━━ LESETEXT ━━

Das vor allem mit Hilfe der Türkei und der Vereinten Nationen mühsam ausgehandelte Getreideabkommen läuft an diesem Montag um 23.00 Uhr MESZ aus. Die Ukraine- vor dem Krieg einer der weltweit wichtigsten Getreideexporteure – konnte damit in den vergangenen zwölf Monaten 33 Millionen Tonnen verschiffen. Am Sonntag machte sich nun im Hafen Odessa möglicherweise eines der letzten Schiffe auf den Weg, der Frachter «TQ Samsun». Er ist nach UN-Angaben mit mehr als 15 000 Tonnen Raps beladen.
Kreml besteht auf Lockerung westlicher Sanktionen
Viele andere Regierungen und auch die Vereinten Nationen appellieren an Russland, das Abkommen nicht auslaufen zu lassen. Putin begründete die Ablehnung nach Angaben des Kremls in einem Telefonat mit Südafrikas Präsident Cyril Ramaphosa damit, dass Moskaus Forderungen nach einem Ende der Exportbeschränkungen für russische Lebensmittel und Dünger nicht erfüllt würden. Der Kreml will, dass der Westen dafür Sanktionen lockert, die wegen des Kriegs verhängt wurden. Dazu ist der Westen jedoch nicht bereit.
Einsatz von Streubomben international geächtet
Besonders umstritten ist bei der westlichen Hilfe die Lieferung von Streumunition, die US-Präsident Joe Biden kürzlich freigegeben hatte. Die Ukraine lässt bislang noch offen, unter welchen Umständen sie Streubomben einsetzen will. Solche Bomben explodieren noch in der Luft und verteilen Geschosse über grössere Flächen. Deutschland und 110 andere Staaten haben sie deswegen geächtet – die USA, Russland und die Ukraine aber nicht.
Kiew bestreitet Attentatspläne gegen Journalistinnen
Unterdessen warf Russlands Inlandsgeheimdienst FSB dem ukrainischen Geheimdienst SBU vor, Mordanschläge gegen prominente Journalistinnen zu planen. Demnach sei ein Attentat auf die Chefredakteurin des Staatsfernsehsenders RT, Margarita Simonjan, verhindert worden. Auch die prominente Moderatorin Xenia Sobtschak habe getötet werden sollen. Die Ukraine wies die Vorwürfe zurück. Unabhängig überprüfbar sind die Angaben beider Seiten nicht.

━━━
━━ BEREITGESTELLTE ZEILEN ━━

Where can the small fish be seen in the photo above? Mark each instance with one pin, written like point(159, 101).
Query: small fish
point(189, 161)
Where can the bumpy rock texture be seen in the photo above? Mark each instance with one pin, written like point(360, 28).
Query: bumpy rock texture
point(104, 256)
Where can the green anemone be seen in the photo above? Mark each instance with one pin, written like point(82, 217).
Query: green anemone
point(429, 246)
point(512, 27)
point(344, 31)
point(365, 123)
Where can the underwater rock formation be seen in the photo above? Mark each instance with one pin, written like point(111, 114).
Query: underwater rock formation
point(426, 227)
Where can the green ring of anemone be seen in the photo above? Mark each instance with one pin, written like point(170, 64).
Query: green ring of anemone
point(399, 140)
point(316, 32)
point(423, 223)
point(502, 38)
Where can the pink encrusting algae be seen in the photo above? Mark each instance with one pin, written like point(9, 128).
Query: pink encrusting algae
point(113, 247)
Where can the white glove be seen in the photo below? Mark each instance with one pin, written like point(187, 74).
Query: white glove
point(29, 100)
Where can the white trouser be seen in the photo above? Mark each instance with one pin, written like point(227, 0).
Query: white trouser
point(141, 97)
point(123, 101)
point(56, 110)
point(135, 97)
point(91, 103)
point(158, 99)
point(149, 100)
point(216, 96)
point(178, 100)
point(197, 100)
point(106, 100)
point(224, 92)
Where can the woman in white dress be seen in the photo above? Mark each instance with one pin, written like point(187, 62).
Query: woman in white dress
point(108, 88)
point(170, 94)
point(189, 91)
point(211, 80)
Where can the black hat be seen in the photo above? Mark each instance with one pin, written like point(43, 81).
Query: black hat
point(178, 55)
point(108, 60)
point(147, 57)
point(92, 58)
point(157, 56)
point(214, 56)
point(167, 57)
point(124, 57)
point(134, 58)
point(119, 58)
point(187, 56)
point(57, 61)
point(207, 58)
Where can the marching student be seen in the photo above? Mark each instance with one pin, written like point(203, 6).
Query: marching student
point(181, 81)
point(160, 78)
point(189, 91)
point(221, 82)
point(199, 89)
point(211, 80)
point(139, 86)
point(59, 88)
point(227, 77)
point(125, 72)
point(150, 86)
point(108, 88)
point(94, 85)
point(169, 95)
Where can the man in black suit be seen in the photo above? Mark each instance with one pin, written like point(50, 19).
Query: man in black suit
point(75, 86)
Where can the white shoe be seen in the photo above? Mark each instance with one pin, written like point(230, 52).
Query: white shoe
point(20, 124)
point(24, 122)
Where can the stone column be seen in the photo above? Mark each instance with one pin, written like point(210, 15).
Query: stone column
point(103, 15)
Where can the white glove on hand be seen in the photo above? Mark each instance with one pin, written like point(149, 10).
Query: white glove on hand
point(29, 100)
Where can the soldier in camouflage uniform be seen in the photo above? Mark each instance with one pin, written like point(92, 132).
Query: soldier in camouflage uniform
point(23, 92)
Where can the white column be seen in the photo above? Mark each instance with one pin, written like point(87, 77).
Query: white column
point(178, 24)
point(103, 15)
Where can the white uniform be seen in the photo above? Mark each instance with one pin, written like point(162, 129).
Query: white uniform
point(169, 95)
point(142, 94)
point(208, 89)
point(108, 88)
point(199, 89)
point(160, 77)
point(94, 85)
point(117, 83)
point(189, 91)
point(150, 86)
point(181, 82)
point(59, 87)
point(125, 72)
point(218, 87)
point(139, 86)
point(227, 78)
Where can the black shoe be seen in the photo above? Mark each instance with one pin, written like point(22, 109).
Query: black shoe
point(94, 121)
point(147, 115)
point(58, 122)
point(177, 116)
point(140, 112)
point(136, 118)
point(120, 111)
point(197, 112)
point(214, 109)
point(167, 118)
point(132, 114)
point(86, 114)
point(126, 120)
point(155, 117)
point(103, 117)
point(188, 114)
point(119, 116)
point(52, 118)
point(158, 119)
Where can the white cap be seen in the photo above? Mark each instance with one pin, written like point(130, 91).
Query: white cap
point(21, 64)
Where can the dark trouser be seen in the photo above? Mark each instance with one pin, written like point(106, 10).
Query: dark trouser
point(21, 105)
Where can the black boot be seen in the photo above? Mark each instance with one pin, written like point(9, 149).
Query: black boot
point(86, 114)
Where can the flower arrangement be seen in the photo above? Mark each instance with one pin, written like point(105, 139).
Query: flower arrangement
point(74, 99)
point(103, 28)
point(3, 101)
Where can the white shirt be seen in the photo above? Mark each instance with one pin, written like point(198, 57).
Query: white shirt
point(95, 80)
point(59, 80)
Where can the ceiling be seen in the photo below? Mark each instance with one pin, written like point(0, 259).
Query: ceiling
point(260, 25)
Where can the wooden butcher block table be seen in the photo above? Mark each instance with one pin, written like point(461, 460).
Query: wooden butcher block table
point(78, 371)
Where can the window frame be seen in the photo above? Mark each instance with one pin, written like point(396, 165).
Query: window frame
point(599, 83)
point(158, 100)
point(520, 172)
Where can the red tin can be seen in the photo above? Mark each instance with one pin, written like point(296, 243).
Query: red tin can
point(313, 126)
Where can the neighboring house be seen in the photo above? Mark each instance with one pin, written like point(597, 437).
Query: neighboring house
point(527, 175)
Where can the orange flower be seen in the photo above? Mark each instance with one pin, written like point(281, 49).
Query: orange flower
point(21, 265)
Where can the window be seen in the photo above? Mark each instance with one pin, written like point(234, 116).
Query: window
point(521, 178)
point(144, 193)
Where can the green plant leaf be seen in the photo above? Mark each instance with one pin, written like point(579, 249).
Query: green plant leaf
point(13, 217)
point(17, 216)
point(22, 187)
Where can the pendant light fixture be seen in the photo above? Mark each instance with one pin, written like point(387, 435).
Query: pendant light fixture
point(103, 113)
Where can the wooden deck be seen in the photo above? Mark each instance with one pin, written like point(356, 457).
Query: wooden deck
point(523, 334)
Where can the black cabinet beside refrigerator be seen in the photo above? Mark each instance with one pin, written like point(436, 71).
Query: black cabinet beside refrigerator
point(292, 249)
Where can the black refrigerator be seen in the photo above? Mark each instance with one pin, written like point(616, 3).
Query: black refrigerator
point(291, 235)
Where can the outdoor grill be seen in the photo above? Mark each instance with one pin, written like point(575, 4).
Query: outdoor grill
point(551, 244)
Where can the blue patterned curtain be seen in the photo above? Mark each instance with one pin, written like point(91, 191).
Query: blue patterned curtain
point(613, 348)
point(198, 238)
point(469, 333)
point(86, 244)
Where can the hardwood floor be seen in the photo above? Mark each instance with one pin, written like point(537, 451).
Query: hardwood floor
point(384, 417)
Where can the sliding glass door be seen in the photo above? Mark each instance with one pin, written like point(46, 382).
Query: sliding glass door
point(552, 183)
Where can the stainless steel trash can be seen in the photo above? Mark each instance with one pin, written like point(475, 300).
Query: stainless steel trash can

━━━

▶ SCHRIFTLICHE AUFGABEN
[a] Bearbeiten Sie im Text zum Ukraine-Krieg den Abschnitt, der mit „Kiew bestreitet Attentatspläne“ beginnt und bis „beider Seiten nicht.“ reicht, indem Sie „Journalistinnen“ durch „Medienvertreterinnen“ ersetzen.
[b] Fassen Sie den Text zum Ukraine-Krieg in zwei Sätzen zusammen.
[c] Schreiben Sie den Text zum Ukraine-Krieg im Anschluss an seinen letzten Satz fort.

▶ LÖSUNGEN
[a]
Kiew bestreitet Attentatspläne gegen Medienvertreterinnen
Unterdessen warf Russlands Inlandsgeheimdienst FSB dem ukrainischen Geheimdienst SBU vor, Mordanschläge gegen prominente Medienvertreterinnen zu planen. Demnach sei ein Attentat auf die Chefredakteurin des Staatsfernsehsenders RT, Margarita Simonjan, verhindert worden. Auch die prominente Moderatorin Xenia Sobtschak habe getötet werden sollen. Die Ukraine wies die Vorwürfe zurück. Unabhängig überprüfbar sind die Angaben beider Seiten nicht.

[b] Das Getreideabkommen, mit dem die Ukraine in zwölf Monaten 33 Millionen Tonnen verschiffen konnte, läuft aus, da Putin die Forderungen Moskaus nach einem Ende der Exportbeschränkungen für russische Lebensmittel und Dünger als nicht erfüllt ansieht und der Westen seine Sanktionen nicht lockern will. Zudem ist die von US-Präsident Joe Biden freigegebene Lieferung von Streumunition besonders umstritten, und der FSB wirft dem SBU vor, Mordanschläge auf prominente Journalistinnen zu planen, was die Ukraine zurückweist.

[c]
Die Ereignisse des Tages in der Übersicht
Das Wichtigste in Kürze:
Kremlchef Wladimir Putin hat mit dem Einsatz von Streubomben gedroht, falls die Ukraine diese von den USA gelieferte Munition verwenden sollte.
Der ukrainische Oberbefehlshaber Walerij Saluschnyj hat nach einem Bericht der US-Zeitung «Washington Post» Angriffe seines Landes auf russisches Staatsgebiet zugegeben.
Der ehemalige Box-Weltmeister Wladimir Klitschko hat an die Deutschen appelliert, bei der Unterstützung der Ukraine nicht nachzulassen.
Der ukrainische Präsident Wolodymyr Selenskyj hat die Erwartungen an die laufende Kiewer Offensive gedämpft.
Was am Samstag wichtig war, kannst du hier nachlesen.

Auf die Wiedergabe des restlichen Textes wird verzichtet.